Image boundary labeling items
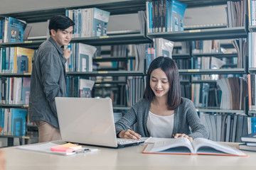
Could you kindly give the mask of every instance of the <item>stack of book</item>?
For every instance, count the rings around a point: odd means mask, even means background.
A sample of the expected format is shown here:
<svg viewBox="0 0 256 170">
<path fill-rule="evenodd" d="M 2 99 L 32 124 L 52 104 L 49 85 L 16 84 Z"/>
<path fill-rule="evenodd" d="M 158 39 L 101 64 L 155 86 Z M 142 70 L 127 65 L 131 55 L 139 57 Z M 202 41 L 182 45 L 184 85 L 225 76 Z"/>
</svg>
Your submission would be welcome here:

■ Instructions for the task ■
Please write out each line of the items above word for word, leaving out the pictures.

■ Right answer ■
Could you kindly give the mask of every instance of the <item>stack of book</item>?
For every instance, count the rings around a point: odd means mask, even means background.
A sample of the expected format is shown here:
<svg viewBox="0 0 256 170">
<path fill-rule="evenodd" d="M 2 99 L 32 124 L 52 104 L 49 85 L 16 84 Z"/>
<path fill-rule="evenodd" d="M 158 39 L 101 64 L 155 86 Z M 142 70 L 127 65 L 131 55 L 139 57 Z M 202 41 L 182 45 L 184 85 L 225 76 Z"/>
</svg>
Your submission would be welcome here:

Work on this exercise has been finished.